§ Work to be completed
Read the records below. Copy each line where the string "building" occurs.

§ Region pointing data
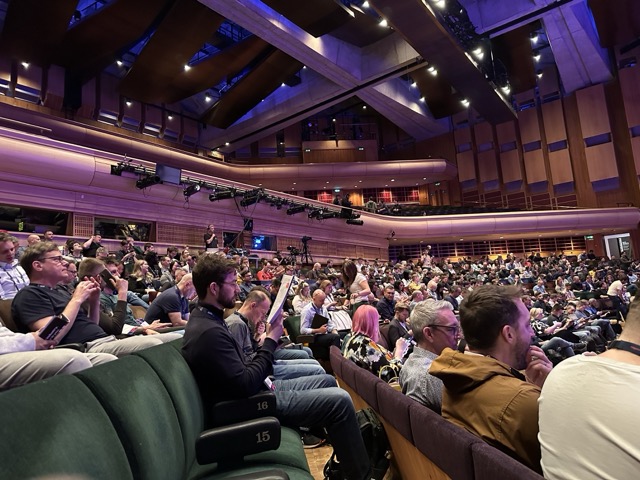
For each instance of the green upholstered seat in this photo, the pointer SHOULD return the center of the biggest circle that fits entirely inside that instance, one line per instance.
(58, 427)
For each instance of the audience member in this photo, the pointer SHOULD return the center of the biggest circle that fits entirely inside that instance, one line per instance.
(484, 390)
(222, 374)
(435, 327)
(580, 440)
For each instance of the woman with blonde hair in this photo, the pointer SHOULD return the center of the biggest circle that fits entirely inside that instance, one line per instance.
(356, 283)
(362, 347)
(141, 280)
(302, 298)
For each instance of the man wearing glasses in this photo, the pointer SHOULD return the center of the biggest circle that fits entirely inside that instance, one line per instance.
(435, 328)
(223, 373)
(492, 389)
(35, 304)
(12, 276)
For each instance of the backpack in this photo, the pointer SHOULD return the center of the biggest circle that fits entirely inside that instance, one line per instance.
(375, 441)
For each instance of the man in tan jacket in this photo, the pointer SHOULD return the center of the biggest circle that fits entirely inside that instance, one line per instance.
(485, 392)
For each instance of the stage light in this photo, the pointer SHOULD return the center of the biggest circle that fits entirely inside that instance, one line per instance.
(295, 209)
(353, 221)
(221, 195)
(148, 181)
(191, 190)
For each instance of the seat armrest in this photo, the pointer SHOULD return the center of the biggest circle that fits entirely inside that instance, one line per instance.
(229, 443)
(231, 411)
(73, 346)
(305, 339)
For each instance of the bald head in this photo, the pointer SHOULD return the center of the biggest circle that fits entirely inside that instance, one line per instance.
(318, 297)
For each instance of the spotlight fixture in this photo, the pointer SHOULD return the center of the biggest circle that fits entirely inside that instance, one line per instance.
(191, 190)
(221, 195)
(315, 213)
(148, 181)
(295, 209)
(251, 197)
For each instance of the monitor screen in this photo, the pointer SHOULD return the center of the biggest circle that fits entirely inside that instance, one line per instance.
(168, 174)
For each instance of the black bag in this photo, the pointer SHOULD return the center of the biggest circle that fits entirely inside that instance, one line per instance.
(375, 441)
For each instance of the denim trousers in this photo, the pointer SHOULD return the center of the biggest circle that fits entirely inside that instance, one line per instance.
(317, 402)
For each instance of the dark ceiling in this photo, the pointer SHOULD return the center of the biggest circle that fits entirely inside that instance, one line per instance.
(237, 69)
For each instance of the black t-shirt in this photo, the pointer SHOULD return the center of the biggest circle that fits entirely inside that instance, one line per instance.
(37, 301)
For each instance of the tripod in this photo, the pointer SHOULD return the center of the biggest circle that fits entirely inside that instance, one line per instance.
(305, 256)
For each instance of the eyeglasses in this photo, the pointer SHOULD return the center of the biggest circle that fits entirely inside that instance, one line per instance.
(57, 259)
(453, 329)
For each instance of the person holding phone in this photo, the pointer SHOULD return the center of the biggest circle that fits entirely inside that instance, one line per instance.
(27, 357)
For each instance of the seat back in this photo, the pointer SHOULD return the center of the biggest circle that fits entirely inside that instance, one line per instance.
(169, 365)
(143, 414)
(58, 427)
(5, 315)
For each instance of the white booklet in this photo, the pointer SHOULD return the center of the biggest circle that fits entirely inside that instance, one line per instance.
(278, 303)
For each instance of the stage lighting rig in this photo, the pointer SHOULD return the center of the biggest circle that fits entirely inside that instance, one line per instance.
(292, 210)
(222, 195)
(148, 181)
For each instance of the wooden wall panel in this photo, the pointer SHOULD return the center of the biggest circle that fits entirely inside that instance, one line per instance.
(483, 133)
(534, 166)
(487, 166)
(553, 116)
(635, 146)
(506, 132)
(592, 109)
(529, 127)
(560, 164)
(629, 81)
(466, 166)
(601, 162)
(511, 169)
(462, 136)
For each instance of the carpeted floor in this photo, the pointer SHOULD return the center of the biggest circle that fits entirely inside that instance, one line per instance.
(317, 457)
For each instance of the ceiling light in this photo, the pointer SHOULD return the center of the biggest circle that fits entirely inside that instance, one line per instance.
(191, 190)
(148, 181)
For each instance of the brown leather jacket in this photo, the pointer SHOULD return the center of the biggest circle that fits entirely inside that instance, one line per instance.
(491, 400)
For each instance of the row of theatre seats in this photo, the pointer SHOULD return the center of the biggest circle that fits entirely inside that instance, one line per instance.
(142, 417)
(423, 444)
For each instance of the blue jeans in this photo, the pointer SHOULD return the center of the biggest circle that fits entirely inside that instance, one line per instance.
(292, 353)
(286, 369)
(317, 402)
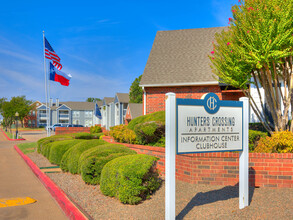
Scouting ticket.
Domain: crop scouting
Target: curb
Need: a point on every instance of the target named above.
(67, 206)
(22, 139)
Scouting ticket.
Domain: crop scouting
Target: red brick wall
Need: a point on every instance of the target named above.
(265, 170)
(155, 96)
(127, 116)
(70, 130)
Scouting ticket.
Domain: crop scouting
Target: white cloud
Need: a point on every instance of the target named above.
(222, 10)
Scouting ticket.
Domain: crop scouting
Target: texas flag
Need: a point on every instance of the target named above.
(58, 76)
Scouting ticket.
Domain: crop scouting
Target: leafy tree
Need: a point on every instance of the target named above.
(135, 92)
(257, 49)
(8, 109)
(90, 99)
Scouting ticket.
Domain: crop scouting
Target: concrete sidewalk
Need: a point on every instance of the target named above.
(17, 180)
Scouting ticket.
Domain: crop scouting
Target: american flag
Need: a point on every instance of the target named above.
(50, 54)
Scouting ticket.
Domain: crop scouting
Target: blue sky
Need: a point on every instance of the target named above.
(104, 45)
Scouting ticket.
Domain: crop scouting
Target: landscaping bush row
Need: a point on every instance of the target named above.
(147, 129)
(150, 130)
(95, 129)
(136, 179)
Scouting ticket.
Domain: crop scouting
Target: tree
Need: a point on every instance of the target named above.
(135, 92)
(8, 109)
(257, 49)
(90, 99)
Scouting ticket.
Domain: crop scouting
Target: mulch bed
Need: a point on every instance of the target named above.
(192, 201)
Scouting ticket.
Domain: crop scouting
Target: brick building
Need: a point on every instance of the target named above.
(179, 63)
(31, 121)
(134, 110)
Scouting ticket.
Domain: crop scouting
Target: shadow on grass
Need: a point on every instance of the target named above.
(225, 193)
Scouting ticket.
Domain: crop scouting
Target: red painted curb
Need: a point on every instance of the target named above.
(22, 139)
(67, 206)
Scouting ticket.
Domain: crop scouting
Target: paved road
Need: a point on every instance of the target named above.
(17, 180)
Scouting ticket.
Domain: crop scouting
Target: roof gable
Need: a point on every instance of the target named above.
(180, 57)
(122, 98)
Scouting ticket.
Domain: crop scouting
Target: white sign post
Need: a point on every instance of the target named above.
(202, 126)
(170, 211)
(243, 159)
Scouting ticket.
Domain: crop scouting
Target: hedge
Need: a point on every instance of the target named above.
(130, 178)
(122, 134)
(82, 135)
(254, 137)
(70, 159)
(95, 129)
(156, 116)
(279, 142)
(59, 148)
(92, 161)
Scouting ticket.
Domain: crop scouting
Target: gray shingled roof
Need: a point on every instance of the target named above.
(135, 110)
(123, 97)
(180, 57)
(75, 105)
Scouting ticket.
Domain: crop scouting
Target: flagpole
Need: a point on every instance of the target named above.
(49, 103)
(46, 91)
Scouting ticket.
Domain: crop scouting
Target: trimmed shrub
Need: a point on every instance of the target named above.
(82, 135)
(95, 129)
(156, 116)
(279, 142)
(254, 137)
(42, 143)
(92, 161)
(70, 159)
(59, 148)
(130, 178)
(97, 135)
(149, 132)
(257, 126)
(122, 134)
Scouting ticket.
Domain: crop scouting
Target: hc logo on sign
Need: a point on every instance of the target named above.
(211, 103)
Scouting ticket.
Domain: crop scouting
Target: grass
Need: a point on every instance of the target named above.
(27, 148)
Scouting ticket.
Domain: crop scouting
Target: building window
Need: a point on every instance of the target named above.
(88, 114)
(75, 113)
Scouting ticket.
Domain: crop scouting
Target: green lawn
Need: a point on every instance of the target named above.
(27, 147)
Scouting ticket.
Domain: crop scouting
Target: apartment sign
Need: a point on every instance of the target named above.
(209, 125)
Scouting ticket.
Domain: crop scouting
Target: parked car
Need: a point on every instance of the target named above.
(52, 128)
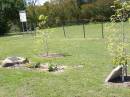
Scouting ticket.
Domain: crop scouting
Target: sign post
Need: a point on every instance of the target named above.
(23, 18)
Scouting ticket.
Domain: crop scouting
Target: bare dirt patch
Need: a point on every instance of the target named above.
(118, 82)
(53, 55)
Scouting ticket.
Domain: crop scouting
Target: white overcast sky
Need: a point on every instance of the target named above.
(41, 1)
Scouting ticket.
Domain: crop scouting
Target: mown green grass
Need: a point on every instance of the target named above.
(88, 81)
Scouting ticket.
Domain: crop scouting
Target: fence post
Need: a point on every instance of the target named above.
(64, 30)
(102, 30)
(84, 30)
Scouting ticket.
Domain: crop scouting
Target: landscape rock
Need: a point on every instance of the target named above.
(13, 61)
(116, 73)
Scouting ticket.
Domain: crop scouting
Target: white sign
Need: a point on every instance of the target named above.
(22, 15)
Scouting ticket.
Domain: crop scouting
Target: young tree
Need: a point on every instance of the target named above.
(116, 39)
(42, 35)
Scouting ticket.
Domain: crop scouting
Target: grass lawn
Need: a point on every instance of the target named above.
(91, 52)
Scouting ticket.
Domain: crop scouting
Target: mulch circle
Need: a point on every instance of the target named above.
(52, 55)
(118, 83)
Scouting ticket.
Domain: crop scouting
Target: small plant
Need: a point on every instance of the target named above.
(28, 65)
(37, 65)
(52, 68)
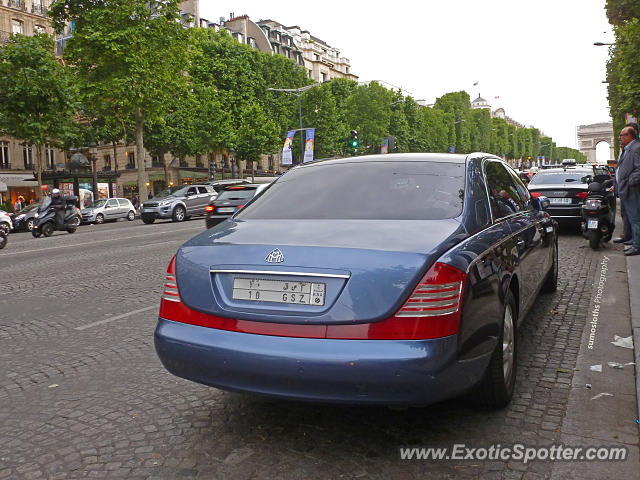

§ Problem solution
Target: brick building
Target: building window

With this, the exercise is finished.